(Task goal)
Please write what comes next in the blog post "The Parent Trap," picking up right after its final sentence below.

Blog 2606 – 12.17.2022
The Parent Trap
Today’s blog title is also the title of a Disney Movie, two in fact, the first one with a young English actress, Haley Mills, playing twin girls who meet at summer camp for the first time and trade places to meet their other parent and the second some years later with Mean Girls American actress Lindsay Lohan in the same role. Haley faked an American accent and Lindsay an English one. But the parent trap I refer to is not a trap for catching parents but of another variety altogether.
While getting the third of six therapy sessions on a knee that has been bothering me lately yesterday, my chiropractor was talking about her two college-aged girls coming home for Christmas this year and how often some parents seem frustrated with how little time their grown children spend with them. She has been my wife’s chiropractor for many years and knows we have a grown son and asked how often we see him. I told her that Jonathan comes by for a few hours with his wife Lauren about once a month but that is far more than my lovely and lovely wife Linda saw hers and I mine. Linda’s parents lived in South Carolina and mine in Tennessee and since we both moved away from home to Houston, Texas, where we met and married, we saw them once a year for a few days. We loved them and only Linda’s mom Betty is left us but fortunately we get to see her once a week as she lives in Spring, Texas with Linda’s sister Sarah.

(Record extracts)

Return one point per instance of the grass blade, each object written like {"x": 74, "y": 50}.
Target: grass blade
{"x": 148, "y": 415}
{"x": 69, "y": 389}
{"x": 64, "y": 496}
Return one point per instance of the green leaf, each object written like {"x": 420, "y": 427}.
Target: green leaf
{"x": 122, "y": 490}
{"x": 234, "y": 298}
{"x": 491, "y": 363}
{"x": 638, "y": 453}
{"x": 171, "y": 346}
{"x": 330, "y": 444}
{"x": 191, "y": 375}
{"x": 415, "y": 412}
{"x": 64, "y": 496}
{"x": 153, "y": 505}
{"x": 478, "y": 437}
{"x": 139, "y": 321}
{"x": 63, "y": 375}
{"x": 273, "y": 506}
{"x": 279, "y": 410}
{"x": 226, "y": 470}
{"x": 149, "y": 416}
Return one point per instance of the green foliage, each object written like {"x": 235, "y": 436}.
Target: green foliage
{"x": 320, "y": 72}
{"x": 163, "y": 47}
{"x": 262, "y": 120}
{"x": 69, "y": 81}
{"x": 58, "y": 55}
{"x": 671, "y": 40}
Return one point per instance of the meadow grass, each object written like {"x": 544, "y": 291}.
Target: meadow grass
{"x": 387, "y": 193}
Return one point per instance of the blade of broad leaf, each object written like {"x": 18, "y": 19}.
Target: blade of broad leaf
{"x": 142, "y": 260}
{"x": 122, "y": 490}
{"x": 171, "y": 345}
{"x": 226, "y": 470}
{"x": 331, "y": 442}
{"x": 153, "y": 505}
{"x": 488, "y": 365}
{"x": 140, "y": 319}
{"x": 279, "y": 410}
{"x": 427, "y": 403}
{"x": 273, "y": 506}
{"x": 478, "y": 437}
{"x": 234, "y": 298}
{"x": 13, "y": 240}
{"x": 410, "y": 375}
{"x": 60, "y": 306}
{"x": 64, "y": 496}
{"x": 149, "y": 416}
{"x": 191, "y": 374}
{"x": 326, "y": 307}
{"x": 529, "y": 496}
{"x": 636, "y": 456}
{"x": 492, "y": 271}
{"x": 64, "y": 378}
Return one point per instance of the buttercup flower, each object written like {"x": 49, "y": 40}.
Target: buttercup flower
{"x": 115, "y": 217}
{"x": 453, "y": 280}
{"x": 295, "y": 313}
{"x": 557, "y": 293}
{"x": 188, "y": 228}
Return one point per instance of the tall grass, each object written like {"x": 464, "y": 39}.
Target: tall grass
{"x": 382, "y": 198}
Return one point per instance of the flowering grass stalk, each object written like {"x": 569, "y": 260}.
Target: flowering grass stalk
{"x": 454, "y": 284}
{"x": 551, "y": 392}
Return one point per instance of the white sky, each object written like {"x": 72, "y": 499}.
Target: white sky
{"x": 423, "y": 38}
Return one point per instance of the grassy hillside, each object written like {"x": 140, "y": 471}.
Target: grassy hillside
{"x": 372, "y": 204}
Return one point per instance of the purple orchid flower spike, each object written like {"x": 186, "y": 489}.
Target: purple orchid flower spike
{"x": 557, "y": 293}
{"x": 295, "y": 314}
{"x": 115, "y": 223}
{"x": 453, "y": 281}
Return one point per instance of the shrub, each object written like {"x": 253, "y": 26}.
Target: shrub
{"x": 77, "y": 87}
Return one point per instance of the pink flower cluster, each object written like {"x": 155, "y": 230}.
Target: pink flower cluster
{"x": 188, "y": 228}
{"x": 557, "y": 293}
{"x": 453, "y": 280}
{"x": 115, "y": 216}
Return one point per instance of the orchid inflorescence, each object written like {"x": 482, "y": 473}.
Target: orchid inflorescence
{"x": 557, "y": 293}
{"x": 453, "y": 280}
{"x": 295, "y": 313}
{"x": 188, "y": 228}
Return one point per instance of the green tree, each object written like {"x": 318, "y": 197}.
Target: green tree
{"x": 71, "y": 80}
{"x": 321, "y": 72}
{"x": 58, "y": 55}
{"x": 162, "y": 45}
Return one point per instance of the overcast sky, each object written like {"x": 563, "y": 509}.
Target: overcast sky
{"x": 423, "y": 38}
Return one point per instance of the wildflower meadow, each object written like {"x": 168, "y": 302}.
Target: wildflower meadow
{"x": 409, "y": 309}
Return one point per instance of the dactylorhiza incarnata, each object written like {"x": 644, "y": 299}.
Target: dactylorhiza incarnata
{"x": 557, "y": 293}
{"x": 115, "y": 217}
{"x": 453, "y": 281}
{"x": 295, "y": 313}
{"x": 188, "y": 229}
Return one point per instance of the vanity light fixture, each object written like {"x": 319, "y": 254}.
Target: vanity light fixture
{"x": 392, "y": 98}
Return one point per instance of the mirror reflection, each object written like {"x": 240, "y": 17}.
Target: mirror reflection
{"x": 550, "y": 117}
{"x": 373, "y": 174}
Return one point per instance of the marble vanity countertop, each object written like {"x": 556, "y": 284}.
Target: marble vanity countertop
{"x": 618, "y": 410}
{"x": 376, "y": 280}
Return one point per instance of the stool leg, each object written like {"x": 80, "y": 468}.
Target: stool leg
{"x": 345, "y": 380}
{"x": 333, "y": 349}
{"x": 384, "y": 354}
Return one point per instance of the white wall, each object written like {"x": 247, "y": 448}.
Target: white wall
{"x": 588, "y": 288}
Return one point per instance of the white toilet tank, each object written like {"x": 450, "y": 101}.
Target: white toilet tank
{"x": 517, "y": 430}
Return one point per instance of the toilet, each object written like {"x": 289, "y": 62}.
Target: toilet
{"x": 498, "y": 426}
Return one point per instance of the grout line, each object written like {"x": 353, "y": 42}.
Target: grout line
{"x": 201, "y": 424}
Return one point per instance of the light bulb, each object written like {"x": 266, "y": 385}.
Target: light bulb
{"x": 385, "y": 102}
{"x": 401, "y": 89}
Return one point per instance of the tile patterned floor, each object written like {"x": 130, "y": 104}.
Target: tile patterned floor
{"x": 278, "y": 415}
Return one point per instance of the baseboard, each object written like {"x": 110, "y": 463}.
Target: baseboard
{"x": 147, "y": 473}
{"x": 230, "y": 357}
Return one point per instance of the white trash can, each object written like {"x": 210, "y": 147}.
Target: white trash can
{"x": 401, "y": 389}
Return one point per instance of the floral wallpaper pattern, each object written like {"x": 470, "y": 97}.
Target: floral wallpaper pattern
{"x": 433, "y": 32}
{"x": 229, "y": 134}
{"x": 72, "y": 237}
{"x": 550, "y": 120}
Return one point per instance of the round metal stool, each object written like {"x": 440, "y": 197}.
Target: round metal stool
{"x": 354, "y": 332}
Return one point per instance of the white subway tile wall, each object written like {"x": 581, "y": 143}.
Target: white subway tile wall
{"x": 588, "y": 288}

(Response to the task)
I recall both wishing that we could see our parents more and at the same time being a little resentful that for many years the only vacations we ever took were to South Carolina or Tennessee. I so wanted to see more of the world with my wife and children. We did eventually.
Parents who expect to see a lot of their children after they are grown should have daughters for girls are in most cases better at that sort of thing or perhaps they are just easier to snare in the ole parent guilt trap. Our children do not owe is a debt they can never repay or one they must pay us by visiting us weekly, spending hours on the phone with us, and taking care of us in our old age.
The job of parents is to raise children to be on their own and from that first triumphant step our babies are learning to walk away from us, leave the nest, and build lives of their own.
Linda and I are grateful for any visits we get from our son Jonathan. He like most sons marvels at how often his wife wants to see her parents. Our daughter Emily lived the last ten or so years of her life near Washington, DC. It was her favorite place and we visited her there and she us here. I hope she never felt trapped into visiting us and that Jonathan never does either.
I started this piece thinking I might talk about being trapped in a religion where a demanding Big Daddy or Big Mama is always watching. Perhaps another day. Today I think regular parent traps are enough to think about. It is said if you love someone set them free and if they come back to you that you will know they really love you. Why would anyone be interested in any other kind of love?